Exercise prompt:
Add 29 to each coordinate number in the lines from the one containing "road and record the coordinates." through the end of the items below, inclusive. Give those lines again, requests included, with the new coordinates in place.

Records to process:
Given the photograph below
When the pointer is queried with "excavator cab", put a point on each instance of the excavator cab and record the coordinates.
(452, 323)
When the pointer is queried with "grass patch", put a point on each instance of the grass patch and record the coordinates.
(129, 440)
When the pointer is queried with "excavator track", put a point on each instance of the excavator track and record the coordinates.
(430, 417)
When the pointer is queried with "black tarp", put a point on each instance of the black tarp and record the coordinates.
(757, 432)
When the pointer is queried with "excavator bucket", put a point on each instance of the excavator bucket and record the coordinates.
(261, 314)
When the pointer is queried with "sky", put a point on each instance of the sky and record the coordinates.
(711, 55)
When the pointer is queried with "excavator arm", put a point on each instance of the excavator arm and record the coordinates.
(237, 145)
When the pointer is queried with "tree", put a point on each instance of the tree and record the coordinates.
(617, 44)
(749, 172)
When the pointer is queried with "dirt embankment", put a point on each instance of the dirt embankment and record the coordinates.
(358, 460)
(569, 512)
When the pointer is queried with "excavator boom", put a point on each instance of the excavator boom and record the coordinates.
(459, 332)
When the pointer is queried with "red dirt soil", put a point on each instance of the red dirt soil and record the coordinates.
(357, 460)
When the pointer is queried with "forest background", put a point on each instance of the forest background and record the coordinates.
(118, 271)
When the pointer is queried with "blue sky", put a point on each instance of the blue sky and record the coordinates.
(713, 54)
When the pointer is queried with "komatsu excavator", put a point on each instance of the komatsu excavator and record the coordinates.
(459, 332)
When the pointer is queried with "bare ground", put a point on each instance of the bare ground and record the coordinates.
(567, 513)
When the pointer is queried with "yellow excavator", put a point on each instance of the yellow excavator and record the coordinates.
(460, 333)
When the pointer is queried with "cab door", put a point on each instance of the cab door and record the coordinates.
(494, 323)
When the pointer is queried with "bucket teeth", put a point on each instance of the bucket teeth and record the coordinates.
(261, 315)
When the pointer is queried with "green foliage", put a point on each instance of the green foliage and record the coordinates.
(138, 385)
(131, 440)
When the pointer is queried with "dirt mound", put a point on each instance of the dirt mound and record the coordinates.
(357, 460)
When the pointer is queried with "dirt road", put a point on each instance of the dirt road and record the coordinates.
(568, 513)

Answer for the task:
When the pointer is queried with "dirt road", put a point on each instance of the dirt road and record the coordinates.
(597, 542)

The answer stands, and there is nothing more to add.